▶ What to work on
Copy out, word for word, the stretch of lines below from the one containing "else: point(364, 315)." through the one containing "point(396, 312)".

===== Dataset records

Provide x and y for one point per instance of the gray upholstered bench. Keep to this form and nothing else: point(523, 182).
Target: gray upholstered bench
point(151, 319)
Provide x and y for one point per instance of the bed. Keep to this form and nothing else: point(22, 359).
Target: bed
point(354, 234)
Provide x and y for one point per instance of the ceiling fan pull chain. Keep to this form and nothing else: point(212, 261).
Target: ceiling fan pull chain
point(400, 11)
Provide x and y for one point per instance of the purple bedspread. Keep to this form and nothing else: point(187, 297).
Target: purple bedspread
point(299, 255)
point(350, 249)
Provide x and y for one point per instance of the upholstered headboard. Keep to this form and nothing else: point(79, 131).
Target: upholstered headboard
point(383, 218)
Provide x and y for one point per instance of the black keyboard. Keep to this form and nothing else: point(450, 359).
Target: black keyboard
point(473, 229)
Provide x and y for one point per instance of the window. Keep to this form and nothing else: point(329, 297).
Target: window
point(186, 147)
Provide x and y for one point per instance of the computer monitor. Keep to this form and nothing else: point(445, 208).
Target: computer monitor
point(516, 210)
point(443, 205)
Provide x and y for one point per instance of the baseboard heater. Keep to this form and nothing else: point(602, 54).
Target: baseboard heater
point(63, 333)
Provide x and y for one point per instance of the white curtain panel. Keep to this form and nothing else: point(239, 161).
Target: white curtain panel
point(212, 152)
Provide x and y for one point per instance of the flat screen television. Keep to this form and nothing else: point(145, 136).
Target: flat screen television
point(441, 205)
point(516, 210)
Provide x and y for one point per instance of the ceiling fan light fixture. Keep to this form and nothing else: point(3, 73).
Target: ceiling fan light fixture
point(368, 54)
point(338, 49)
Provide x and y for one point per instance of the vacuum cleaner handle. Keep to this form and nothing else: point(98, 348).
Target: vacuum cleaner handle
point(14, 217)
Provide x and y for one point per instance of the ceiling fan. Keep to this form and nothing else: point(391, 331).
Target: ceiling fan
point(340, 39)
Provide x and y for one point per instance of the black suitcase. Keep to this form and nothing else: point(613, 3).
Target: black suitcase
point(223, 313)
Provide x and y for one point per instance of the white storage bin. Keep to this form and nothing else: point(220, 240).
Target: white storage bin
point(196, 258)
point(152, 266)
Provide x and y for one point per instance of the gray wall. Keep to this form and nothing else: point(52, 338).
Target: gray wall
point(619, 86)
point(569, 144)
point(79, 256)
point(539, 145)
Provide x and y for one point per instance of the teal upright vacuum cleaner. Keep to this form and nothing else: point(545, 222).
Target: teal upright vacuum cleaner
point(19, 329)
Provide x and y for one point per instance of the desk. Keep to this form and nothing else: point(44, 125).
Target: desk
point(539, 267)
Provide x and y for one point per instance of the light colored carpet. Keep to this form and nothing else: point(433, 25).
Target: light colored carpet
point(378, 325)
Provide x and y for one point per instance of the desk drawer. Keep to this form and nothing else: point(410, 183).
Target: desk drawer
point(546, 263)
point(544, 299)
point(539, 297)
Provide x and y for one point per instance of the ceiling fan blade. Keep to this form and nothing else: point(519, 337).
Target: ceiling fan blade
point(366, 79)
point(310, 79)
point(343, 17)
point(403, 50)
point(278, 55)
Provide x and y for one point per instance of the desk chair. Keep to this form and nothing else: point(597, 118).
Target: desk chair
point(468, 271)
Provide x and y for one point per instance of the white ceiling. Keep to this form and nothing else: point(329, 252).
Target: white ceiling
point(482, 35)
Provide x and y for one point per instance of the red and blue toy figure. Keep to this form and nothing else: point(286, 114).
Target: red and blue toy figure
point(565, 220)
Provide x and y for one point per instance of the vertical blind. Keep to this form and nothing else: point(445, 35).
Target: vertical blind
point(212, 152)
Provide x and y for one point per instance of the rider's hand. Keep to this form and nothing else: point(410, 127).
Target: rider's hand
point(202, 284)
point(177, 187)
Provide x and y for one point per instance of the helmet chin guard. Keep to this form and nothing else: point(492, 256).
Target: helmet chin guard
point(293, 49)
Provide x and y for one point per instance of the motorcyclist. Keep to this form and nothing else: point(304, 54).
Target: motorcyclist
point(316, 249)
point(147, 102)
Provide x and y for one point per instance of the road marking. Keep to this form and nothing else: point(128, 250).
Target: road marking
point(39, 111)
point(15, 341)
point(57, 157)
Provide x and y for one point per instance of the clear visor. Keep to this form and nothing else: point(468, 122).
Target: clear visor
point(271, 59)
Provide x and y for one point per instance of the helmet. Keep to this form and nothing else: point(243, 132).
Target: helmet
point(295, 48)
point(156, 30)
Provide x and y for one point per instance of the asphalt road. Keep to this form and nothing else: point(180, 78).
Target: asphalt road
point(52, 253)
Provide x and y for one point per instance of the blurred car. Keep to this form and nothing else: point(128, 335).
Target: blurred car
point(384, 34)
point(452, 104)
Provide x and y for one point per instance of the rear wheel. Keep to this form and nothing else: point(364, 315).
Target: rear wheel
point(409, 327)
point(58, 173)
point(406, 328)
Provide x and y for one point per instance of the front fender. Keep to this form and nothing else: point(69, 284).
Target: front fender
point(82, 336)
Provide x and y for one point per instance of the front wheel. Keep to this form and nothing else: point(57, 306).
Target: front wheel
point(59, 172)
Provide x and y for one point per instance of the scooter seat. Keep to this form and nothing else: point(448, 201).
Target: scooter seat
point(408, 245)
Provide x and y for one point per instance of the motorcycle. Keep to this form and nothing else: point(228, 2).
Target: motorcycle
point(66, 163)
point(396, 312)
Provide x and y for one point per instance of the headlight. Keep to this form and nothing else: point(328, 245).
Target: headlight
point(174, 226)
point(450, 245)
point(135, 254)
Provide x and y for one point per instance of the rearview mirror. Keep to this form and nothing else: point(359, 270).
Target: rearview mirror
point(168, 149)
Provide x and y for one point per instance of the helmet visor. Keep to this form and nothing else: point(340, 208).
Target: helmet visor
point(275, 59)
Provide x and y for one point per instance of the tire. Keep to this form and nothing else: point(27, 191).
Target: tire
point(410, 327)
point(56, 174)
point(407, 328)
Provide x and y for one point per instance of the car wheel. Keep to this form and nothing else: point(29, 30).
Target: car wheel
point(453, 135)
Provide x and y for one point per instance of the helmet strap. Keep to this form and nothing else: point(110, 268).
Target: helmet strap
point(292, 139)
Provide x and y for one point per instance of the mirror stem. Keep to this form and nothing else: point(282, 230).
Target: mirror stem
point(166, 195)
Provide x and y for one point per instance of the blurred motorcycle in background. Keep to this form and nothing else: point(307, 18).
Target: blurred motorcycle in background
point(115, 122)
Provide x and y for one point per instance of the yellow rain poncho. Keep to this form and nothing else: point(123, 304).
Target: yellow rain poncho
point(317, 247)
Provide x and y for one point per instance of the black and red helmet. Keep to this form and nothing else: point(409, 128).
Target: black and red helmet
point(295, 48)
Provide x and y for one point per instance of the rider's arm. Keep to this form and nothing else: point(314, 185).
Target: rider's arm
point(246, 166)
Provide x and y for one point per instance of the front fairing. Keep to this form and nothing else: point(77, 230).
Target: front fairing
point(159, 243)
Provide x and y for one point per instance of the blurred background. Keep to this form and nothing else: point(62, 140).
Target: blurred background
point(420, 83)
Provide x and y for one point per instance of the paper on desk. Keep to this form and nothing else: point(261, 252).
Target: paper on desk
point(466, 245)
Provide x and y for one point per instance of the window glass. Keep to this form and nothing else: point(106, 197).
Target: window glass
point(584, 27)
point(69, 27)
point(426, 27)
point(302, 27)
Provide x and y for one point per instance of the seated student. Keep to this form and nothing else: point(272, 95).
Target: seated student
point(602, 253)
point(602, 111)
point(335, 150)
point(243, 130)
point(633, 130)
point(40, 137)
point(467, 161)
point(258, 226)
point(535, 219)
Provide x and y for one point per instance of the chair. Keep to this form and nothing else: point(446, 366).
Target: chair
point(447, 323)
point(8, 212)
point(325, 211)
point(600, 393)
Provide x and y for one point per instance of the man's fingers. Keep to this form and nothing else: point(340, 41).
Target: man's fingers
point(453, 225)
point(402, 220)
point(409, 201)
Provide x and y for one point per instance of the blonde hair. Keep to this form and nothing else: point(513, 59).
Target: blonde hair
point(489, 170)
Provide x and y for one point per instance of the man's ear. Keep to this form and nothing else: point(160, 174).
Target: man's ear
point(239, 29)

==========
===== Dataset records

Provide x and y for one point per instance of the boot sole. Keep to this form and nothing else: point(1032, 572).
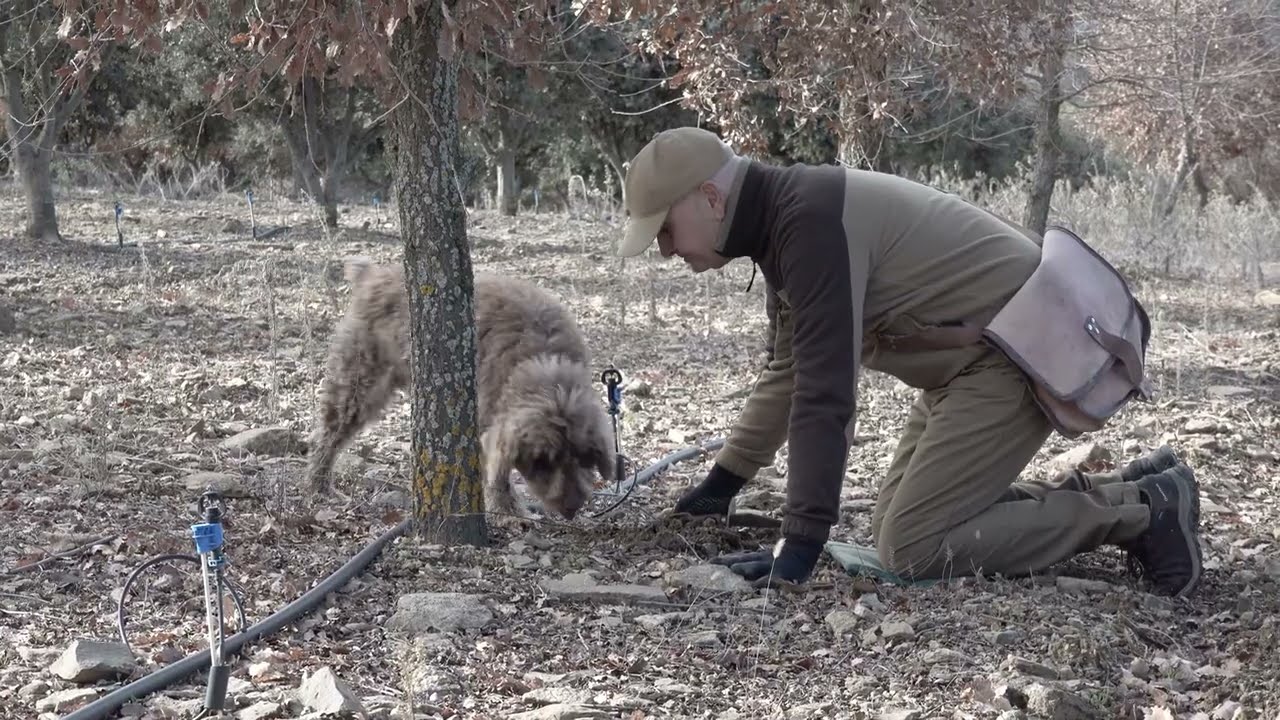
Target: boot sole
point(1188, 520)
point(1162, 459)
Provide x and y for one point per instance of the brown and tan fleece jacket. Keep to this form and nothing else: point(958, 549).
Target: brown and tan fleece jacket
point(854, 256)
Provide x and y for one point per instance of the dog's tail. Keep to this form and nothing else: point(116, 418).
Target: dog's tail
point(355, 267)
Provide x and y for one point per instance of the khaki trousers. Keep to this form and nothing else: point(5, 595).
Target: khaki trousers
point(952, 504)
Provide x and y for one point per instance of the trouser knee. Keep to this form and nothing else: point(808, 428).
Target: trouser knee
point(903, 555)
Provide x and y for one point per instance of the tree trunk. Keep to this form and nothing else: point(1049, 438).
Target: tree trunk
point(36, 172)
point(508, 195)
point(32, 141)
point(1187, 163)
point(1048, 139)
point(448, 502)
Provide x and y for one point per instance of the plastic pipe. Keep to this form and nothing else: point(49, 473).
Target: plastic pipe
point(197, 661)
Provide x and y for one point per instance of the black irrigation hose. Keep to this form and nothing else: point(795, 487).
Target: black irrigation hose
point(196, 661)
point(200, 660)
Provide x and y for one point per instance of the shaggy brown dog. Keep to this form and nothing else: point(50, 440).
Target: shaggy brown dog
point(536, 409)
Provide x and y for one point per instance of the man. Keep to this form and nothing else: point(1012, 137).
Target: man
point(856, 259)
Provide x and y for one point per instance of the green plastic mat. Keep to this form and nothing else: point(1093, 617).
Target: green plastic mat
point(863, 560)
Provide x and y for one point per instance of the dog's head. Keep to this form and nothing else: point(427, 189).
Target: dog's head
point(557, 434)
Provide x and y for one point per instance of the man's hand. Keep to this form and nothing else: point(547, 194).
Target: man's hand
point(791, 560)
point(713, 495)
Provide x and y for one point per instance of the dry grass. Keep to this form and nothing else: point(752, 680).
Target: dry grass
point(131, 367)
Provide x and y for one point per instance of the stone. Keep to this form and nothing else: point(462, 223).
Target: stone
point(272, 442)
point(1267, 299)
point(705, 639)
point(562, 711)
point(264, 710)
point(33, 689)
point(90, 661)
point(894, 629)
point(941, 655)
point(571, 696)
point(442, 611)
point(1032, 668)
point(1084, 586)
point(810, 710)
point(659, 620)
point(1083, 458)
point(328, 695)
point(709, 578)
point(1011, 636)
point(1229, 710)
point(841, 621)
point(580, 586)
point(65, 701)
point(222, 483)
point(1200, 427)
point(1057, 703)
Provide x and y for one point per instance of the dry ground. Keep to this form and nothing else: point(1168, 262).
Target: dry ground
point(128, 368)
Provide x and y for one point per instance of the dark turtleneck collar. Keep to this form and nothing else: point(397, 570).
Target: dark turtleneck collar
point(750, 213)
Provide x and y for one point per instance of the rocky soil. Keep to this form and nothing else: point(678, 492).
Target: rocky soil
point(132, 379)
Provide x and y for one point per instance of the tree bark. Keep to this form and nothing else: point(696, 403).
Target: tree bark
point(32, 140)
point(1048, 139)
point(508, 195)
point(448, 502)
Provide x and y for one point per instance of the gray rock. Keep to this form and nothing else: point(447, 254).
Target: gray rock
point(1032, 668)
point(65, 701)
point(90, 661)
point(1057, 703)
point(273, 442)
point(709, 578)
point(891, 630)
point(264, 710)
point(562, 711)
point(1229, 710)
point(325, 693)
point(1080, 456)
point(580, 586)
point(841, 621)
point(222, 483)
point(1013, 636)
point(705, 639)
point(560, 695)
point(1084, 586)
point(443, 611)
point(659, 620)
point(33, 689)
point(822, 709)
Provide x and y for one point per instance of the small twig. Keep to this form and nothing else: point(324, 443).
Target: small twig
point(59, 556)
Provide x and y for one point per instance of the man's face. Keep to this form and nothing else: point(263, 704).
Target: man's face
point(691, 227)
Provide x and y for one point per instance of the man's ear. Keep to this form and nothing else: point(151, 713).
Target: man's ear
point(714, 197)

==========
===== Dataset records

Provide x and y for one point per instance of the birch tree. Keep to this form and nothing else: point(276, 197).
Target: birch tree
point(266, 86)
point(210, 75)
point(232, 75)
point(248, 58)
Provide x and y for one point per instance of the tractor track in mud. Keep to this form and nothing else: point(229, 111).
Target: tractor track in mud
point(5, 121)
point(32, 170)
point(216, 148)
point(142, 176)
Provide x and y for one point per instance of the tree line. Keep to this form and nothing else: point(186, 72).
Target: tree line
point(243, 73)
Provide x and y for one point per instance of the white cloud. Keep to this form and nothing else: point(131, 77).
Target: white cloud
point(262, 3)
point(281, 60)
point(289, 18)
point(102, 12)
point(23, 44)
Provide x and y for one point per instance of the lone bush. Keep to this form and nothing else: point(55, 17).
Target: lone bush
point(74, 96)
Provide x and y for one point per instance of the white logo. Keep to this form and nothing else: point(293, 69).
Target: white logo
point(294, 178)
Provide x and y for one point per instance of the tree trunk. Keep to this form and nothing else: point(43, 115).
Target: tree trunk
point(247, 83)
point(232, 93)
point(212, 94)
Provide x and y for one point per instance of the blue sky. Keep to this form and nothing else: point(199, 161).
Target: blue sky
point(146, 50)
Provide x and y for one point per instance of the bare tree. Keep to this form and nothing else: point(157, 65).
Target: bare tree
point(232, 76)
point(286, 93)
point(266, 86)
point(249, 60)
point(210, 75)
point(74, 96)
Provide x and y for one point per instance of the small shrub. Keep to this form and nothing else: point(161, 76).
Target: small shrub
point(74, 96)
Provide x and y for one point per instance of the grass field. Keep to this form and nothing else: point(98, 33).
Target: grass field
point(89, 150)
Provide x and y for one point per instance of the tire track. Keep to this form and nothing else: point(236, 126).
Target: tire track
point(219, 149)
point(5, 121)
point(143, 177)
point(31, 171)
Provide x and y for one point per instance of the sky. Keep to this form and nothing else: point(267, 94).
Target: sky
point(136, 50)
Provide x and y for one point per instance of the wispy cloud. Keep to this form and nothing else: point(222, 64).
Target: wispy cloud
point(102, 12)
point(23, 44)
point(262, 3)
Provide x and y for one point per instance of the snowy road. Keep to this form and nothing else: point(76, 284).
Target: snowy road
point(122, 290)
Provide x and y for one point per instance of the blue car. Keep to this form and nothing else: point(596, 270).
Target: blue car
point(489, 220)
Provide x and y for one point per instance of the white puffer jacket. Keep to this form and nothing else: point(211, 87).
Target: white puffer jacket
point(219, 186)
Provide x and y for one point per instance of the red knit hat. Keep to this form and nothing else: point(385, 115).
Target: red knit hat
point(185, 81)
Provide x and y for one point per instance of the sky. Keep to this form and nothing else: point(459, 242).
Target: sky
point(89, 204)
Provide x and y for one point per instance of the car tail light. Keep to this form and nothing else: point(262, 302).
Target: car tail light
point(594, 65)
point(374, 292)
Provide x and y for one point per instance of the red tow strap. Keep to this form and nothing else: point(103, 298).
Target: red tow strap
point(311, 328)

==========

▶ Written reply
Provide x and y for one point per instance of the rear wheel. Keep to this form and nothing else: point(364, 315).
Target: rear wheel
point(409, 327)
point(58, 173)
point(406, 328)
Provide x and y for one point per instance of the front fender. Keep to this form and nothing else: point(69, 284).
Target: front fender
point(82, 336)
Provide x and y for one point per instance of the front wheel. Keep to this form and nothing else: point(57, 306).
Target: front wheel
point(59, 172)
Provide x and y for one point per instance of the scooter seat. Keep to this form and nothing else: point(448, 201).
Target: scooter seat
point(408, 245)
Provide x and y for one point per instance of the motorcycle. Keep to this form and nothing else: point(228, 2).
Target: motorcycle
point(66, 163)
point(396, 312)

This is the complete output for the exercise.